Please repeat the whole listing exactly, but leave the pictures out.

========================================================================

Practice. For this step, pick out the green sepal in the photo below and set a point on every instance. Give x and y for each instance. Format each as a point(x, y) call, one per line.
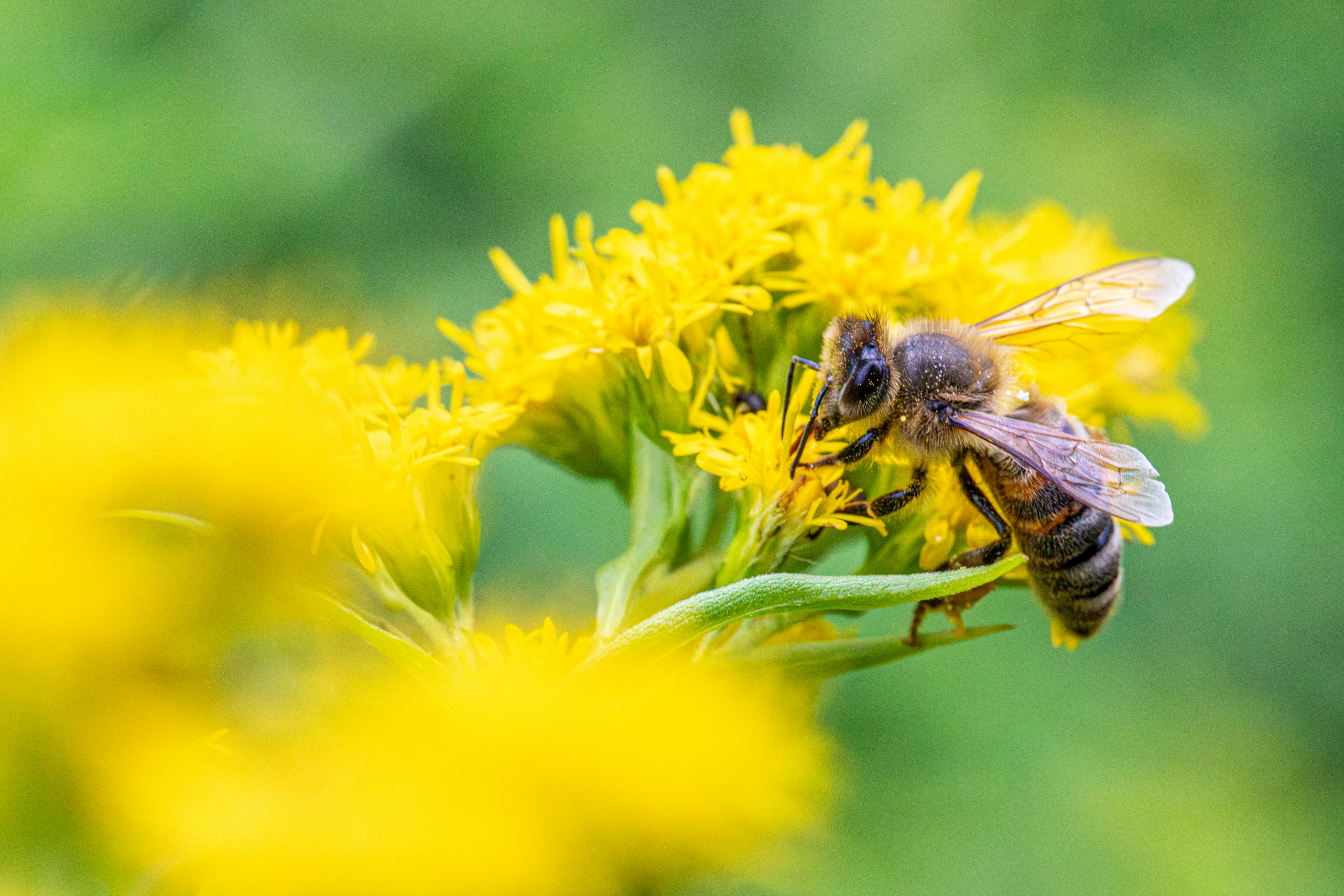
point(385, 639)
point(781, 592)
point(661, 488)
point(815, 660)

========================================================================

Written solution:
Practice. For this step, pick out the green sepal in the photo below and set a point on every instance. Give x and y for each instance. Format each as a point(x, y) call, one per line.
point(385, 639)
point(781, 592)
point(661, 488)
point(815, 660)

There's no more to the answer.